# Source extract

Justin Ignaz Franz Bieber

too many to choose but here are a few
- palestrina pope marcellus mass
- cipriano de rore praeter rerum serium mass
- tallis spem in alium
- rachmaninov all-nite vigil
"I am, therefore I think." -- Nietzsche

Don

My Top Five:

Bach - Mass in B minor & St. Matthew Passion
Mozart - Great Mass in C minor.
Beethoven - Missa Solemnis.
Brahms - German Requiem.

That's about as mainstream as it gets.

# Given problem A
Gather every line of the records that contains the string "asphalt", matching case exactly.

# Stored rows

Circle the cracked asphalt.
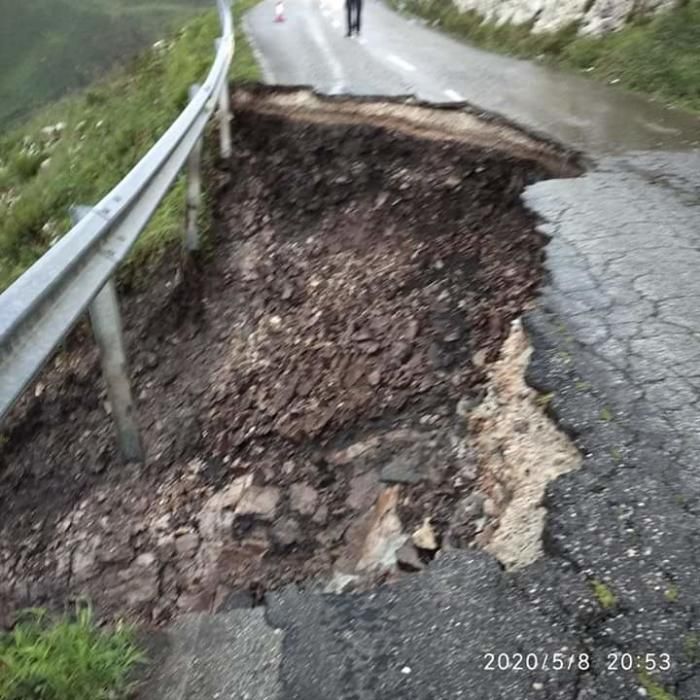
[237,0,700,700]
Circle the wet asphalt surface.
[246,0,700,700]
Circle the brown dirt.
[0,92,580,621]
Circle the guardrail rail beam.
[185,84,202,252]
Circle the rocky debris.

# Given problem B
Reproduce the text of favorite choral works word for word, in full.

# Exercise result A
Circle the cracked asphalt.
Circle the wet asphalt surface.

# Exercise result B
Justin Ignaz Franz Bieber

too many to choose but here are a few
- palestrina pope marcellus mass
- cipriano de rore praeter rerum serium mass
- tallis spem in alium
- rachmaninov all-nite vigil
"I am, therefore I think." -- Nietzsche

Don

My Top Five:

Bach - Mass in B minor & St. Matthew Passion
Mozart - Great Mass in C minor.
Beethoven - Missa Solemnis.
Brahms - German Requiem.

That's about as mainstream as it gets.